### WORK REQUIRED
Copy out everything below from the line containing "Might I trouble you for the coordinates of the cable" down to the end of the records, without changing a word.

### EXERCISE DATA

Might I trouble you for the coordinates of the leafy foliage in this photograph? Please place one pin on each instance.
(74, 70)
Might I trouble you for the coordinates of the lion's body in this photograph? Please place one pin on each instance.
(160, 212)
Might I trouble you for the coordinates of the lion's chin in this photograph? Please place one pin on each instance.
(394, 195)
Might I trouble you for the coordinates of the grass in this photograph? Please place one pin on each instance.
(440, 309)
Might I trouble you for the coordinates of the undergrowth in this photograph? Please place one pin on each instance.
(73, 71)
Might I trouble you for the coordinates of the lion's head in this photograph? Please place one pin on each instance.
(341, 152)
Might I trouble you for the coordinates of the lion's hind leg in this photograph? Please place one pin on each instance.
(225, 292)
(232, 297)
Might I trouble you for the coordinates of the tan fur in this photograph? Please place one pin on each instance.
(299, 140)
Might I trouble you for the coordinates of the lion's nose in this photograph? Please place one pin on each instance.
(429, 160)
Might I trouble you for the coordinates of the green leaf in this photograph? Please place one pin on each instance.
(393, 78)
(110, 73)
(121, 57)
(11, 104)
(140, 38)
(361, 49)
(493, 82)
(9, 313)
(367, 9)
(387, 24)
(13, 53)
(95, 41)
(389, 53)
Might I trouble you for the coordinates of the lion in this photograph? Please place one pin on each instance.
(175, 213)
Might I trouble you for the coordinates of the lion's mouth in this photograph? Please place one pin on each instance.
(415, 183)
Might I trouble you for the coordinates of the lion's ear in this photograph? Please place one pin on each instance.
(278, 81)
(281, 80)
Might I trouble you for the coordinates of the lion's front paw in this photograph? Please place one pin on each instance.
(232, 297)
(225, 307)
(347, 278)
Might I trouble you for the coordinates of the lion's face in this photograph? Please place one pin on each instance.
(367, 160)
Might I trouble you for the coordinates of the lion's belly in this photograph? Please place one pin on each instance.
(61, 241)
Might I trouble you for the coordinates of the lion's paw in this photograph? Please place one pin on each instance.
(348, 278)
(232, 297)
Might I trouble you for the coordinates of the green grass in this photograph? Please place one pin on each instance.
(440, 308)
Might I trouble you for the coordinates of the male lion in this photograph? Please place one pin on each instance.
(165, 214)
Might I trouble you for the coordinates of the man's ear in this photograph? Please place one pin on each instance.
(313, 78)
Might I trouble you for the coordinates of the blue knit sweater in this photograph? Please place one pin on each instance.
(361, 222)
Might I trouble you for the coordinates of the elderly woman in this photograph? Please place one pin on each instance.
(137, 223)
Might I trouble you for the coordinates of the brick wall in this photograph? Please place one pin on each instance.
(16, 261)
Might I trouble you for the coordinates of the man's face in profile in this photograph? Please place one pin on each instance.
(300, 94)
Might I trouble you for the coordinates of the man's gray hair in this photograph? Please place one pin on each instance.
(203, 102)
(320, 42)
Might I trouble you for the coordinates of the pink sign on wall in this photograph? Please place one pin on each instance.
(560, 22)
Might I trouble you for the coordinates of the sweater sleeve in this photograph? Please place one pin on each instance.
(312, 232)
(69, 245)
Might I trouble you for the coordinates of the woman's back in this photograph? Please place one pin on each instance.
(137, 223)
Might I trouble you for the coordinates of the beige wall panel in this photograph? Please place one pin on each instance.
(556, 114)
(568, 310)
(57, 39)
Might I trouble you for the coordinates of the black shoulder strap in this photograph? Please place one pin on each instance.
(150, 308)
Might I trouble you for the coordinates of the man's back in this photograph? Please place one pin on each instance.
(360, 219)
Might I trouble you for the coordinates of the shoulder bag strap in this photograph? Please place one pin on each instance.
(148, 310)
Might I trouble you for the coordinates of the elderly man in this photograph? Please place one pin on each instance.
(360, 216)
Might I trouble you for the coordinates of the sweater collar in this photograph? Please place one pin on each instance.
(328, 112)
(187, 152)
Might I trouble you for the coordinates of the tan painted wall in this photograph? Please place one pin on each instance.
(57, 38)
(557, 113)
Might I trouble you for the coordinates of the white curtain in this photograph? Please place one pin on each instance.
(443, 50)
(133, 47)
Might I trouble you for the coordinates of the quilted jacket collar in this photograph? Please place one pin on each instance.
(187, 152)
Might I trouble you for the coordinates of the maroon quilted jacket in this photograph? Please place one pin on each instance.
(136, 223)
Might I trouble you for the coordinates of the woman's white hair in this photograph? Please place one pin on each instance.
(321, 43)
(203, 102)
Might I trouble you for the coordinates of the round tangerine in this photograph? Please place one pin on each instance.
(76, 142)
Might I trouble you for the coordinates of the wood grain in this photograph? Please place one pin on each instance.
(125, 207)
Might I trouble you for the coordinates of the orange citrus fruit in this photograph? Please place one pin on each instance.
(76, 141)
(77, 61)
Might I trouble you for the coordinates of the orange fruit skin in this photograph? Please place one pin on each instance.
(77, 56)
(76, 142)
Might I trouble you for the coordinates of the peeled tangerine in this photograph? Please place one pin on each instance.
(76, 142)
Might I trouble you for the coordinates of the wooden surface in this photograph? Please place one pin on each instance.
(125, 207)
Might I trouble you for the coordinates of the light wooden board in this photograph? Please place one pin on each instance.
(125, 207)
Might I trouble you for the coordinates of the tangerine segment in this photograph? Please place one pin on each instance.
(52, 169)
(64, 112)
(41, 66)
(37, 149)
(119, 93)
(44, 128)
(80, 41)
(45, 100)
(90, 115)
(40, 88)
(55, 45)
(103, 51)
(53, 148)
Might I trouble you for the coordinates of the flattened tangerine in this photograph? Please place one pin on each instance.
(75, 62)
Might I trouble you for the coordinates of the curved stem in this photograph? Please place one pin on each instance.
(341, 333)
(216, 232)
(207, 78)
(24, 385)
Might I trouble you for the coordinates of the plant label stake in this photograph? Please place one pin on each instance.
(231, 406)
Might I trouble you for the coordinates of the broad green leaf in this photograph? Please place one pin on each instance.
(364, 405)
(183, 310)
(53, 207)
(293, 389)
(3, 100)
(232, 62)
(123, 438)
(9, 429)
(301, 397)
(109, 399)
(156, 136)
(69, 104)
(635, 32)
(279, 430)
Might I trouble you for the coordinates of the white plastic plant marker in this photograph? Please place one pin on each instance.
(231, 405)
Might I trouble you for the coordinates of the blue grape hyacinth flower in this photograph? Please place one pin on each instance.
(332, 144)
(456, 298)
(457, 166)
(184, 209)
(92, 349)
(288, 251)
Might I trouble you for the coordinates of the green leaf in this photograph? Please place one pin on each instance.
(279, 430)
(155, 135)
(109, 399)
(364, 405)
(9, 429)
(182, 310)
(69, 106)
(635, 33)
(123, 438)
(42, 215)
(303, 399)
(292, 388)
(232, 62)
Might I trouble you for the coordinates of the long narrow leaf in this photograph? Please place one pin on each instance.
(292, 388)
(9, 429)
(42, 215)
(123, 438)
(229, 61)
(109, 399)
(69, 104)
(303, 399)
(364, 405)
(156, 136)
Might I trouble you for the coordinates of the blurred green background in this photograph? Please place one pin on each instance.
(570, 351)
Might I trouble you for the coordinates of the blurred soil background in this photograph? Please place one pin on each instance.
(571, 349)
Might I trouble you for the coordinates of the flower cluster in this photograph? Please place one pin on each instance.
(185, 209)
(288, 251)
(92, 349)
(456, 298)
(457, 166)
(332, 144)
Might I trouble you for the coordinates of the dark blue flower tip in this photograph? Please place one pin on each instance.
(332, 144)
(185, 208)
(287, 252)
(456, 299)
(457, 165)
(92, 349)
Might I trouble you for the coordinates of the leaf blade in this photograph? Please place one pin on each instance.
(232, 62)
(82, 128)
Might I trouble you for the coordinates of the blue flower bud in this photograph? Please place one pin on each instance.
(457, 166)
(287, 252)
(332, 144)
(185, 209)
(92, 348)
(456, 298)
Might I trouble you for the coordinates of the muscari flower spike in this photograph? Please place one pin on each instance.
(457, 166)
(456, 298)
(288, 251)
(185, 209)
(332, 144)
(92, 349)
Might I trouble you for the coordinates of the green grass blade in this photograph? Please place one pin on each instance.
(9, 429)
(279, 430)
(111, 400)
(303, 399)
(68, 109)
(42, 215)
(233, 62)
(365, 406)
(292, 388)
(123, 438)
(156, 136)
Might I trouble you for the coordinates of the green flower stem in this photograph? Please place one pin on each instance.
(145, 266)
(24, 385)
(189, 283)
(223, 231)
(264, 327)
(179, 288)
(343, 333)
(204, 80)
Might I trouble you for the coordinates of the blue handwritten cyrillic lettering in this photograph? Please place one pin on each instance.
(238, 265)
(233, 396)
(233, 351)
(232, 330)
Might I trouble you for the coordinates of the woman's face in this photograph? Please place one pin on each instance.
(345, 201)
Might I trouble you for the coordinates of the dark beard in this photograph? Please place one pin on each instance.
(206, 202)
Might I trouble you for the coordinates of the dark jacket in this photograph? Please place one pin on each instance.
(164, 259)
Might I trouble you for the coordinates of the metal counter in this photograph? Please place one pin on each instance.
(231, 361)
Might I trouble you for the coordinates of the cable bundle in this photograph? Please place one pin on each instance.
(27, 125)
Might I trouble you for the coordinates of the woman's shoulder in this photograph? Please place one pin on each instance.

### EXPECTED OUTPUT
Might I trouble you for the coordinates of the cable bundle in this photograph? Please place one pin on each instance.
(27, 125)
Might I trouble you for the coordinates of the woman's shoulder in this photograph? Please place one pin on each instance.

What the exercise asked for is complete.